* BEGIN DATASET EXCERPTS *

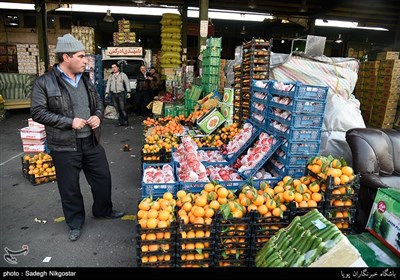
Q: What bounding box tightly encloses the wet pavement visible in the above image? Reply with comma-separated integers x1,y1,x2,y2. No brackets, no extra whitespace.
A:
0,109,143,268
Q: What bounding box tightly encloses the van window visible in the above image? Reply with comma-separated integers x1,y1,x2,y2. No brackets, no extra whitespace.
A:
103,59,144,79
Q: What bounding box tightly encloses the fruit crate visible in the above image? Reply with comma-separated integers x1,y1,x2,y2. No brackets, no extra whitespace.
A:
274,149,314,167
268,80,329,101
252,177,283,189
141,150,167,163
136,222,176,267
136,248,176,268
251,209,290,253
288,199,325,222
177,220,215,267
268,110,324,128
214,247,251,267
225,120,261,164
324,207,357,224
176,246,214,267
267,124,322,141
239,133,282,179
142,163,179,198
269,97,326,115
281,141,321,155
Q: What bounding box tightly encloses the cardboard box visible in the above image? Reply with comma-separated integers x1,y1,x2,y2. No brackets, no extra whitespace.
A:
197,108,225,134
20,126,46,140
379,59,400,69
360,60,381,69
22,144,45,153
377,75,400,86
376,52,400,60
220,103,233,121
366,188,400,257
28,118,44,129
222,88,234,105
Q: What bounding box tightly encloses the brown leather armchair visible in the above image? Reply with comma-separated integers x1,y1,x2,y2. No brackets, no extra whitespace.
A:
346,128,400,233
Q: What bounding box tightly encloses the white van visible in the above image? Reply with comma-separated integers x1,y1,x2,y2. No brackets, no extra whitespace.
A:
102,56,148,94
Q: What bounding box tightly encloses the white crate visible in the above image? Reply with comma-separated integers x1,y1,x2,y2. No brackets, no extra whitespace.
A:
20,126,46,140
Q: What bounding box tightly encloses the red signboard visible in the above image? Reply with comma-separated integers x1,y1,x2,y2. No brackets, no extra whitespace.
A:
106,47,143,56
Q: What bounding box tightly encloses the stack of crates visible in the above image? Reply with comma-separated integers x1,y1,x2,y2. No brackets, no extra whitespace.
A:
369,56,400,128
94,54,105,100
214,214,252,267
249,211,289,267
265,81,328,178
202,37,222,95
176,220,215,268
136,222,176,268
355,60,380,123
323,174,360,235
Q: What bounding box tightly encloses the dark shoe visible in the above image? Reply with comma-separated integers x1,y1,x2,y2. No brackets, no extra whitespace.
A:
106,210,125,219
69,228,81,241
95,210,125,219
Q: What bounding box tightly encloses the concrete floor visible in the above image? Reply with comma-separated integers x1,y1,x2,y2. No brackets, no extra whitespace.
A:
0,109,143,268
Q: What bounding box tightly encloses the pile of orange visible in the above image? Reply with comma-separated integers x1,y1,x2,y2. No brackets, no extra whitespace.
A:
137,192,176,264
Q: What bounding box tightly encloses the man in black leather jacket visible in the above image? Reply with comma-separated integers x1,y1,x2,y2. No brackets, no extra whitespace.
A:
31,34,124,241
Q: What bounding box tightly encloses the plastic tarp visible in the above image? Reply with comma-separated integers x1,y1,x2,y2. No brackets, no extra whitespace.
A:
270,53,365,164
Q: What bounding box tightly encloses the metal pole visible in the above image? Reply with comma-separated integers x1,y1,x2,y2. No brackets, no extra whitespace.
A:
199,0,209,65
35,0,50,72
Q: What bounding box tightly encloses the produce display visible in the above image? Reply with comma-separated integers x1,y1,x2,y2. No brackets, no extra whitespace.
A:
160,13,182,68
255,210,345,267
22,153,56,185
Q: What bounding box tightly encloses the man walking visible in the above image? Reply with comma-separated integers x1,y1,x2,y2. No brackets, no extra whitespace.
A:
31,34,124,241
106,64,131,126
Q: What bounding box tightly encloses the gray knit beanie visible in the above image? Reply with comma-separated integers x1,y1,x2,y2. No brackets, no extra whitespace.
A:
55,34,85,53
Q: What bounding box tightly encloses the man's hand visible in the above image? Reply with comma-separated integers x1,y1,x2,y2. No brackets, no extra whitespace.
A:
72,118,87,130
86,116,101,129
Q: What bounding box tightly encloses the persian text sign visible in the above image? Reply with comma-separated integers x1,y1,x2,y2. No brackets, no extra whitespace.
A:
106,47,143,56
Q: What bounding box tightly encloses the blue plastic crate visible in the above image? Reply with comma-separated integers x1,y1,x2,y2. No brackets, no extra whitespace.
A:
269,163,306,179
268,80,329,101
178,181,210,193
269,98,326,115
239,132,282,179
268,111,324,128
225,120,261,164
251,94,268,106
281,141,321,155
250,103,268,119
274,154,317,167
197,147,228,166
142,163,179,198
252,177,283,189
297,84,329,100
250,113,267,129
251,79,271,93
267,126,322,141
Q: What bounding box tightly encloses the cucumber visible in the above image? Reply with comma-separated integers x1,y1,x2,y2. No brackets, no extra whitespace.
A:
301,209,323,227
297,234,322,254
291,254,305,267
304,234,325,254
263,251,282,267
276,238,290,251
323,230,344,253
287,249,303,267
317,223,338,241
291,229,311,248
304,242,325,266
287,223,304,236
256,246,276,263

* END DATASET EXCERPTS *

**TASK TO CARRY OUT**
Which lines in the rows above contain the string "plastic"? Extract each of them in full.

**ANSWER TO THIS PROBLEM**
Q: What bounding box tightly encloses the plastic tarp visible in the above image? Reply with comma-separated integers x1,y1,x2,y2. No brackets, no extra whitespace.
Q: What bounding box tightly encloses the blue plastic crate visible in the above image? Reply with comma-separated integers x1,y1,x2,y2. No brackets, no extra whitespace.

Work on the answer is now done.